Show each line of the records below that contains the string "pitch".

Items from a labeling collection
[Start]

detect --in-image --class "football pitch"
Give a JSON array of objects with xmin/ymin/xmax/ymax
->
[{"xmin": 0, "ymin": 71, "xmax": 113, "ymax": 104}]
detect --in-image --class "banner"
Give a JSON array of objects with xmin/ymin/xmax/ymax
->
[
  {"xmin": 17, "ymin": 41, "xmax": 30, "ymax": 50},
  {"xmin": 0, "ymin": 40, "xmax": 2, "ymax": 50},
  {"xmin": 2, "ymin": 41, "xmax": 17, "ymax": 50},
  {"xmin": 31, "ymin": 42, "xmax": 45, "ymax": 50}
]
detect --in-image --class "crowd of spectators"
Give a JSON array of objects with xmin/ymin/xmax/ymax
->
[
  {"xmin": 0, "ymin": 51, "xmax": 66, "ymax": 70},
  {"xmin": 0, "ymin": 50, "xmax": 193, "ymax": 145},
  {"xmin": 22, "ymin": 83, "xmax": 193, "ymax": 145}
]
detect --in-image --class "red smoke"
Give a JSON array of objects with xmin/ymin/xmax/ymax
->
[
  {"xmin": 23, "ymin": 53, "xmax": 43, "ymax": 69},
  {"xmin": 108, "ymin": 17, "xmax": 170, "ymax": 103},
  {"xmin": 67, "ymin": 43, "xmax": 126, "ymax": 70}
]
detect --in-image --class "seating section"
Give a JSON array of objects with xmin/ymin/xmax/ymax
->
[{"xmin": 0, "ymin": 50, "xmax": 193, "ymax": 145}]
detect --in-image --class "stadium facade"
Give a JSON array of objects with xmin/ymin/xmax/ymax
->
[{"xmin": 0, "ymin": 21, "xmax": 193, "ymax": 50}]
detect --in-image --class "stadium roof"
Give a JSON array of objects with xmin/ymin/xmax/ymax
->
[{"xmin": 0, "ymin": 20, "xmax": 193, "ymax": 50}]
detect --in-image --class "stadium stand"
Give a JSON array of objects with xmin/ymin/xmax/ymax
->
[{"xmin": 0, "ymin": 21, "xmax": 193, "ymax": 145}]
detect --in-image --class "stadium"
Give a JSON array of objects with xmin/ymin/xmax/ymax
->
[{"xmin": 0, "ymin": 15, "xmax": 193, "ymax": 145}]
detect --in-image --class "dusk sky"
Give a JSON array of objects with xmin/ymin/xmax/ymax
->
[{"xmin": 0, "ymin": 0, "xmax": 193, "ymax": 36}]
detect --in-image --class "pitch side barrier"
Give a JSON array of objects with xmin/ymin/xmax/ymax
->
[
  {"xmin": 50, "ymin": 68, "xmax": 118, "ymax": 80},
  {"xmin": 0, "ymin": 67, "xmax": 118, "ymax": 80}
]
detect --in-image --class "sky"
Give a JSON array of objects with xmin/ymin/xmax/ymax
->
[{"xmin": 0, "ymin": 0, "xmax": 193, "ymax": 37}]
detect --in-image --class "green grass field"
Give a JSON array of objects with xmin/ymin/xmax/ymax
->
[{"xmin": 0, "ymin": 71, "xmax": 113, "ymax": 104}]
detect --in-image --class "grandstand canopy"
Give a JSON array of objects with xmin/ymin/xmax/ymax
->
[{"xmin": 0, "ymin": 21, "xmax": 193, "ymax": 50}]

[End]

### Result
detect --in-image --class "football pitch"
detect --in-image --class "pitch side barrier"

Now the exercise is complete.